What to work on:
1/ In the passage about Uzbekistan's returnees from Syria and Iraq, where are the women and children who came back being housed?
2/ Pick up the passage about Uzbekistan's returnees from Syria and Iraq where it ends, and keep writing in the same style.
[[ Passage provided open ]]
Sascha Graumann, the United Nations Children's Fund (UNICEF) representative in Uzbekistan, on May 30 offered to help Uzbekistan provide repatriated children with treatment.
"We're prepared to work with Uzbekistan regarding the situation with the remaining Uzbek children whom UNICEF has located in Iraq and Syria and who are still living in horrible conditions," Graumann added.
Uzbeks who left their country "because of delusion" will receive medical, psychological, material and moral assistance, according an Uzbek government statement.
The government intends to create conditions for their return to a peaceful life and integration into society, including access to educational programmes, housing and jobs, it added.
The women and children who returned are staying in convalescent facilities and psychologists and doctors are working with them, Tanzila Narbayeva, chair of the country's Women's Committee and deputy prime minister, told Gazeta.uz on May 30.
The women ended up in Syria for a variety of reasons -- some were looking for work, some fell in love and some moved to keep their families together, she said.
"Many women's husbands died there. They bore children [in Syria], and some of them died of infectious diseases or wounds. Some women were left with three or four children, no home or food and in the most difficult circumstances," Narbayeva said.
[[ Passage provided closed ]]
[[ Source information open ]]
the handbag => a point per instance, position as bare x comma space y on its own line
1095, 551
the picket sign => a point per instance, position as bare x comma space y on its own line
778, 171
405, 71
[[ Source information closed ]]
Answers to this exercise:
1/ In convalescent facilities, where psychologists and doctors are working with them.

2/
"Where they went, there's no freedom, jobs or decent conditions for them or their children," she said.
"We really don't want other Uzbek women to land in such situations or to become victims of deception and [extremist] recruitment," she said.
Uzbekistan's Ministry of Preschool Education on June 1 organised a celebration in Tashkent for the returning children attended by Shakhnoza Mirziyoyeva, a deputy department chief in the ministry and the president's daughter.
The children were treated to gifts, refreshments and a show with entertainers.
"There is still much work to be done to integrate the repatriated children into society. In order to learn to trust the world, they will need time, patience and love," said Mirziyoyeva, as quoted by Kun.uz.
The humanitarian operation came as Uzbek extremist groups in the region show signs of disintegration.
Imam Bukhari Jamaat, which previously operated in Idlib Province, Syria, relocated to northern Afghanistan in 2018. However, the group's Telegram channel has been silent since January 2019 and its website is no longer functioning.
Meanwhile, some Uzbek militants joined Jama'at al-Tawhid wal-Jihad, which supported IS. One of them was Sherzod Jurayev, 26, of Ishtykhan District in Samarkand Province, who defected and returned to Uzbekistan in 2018.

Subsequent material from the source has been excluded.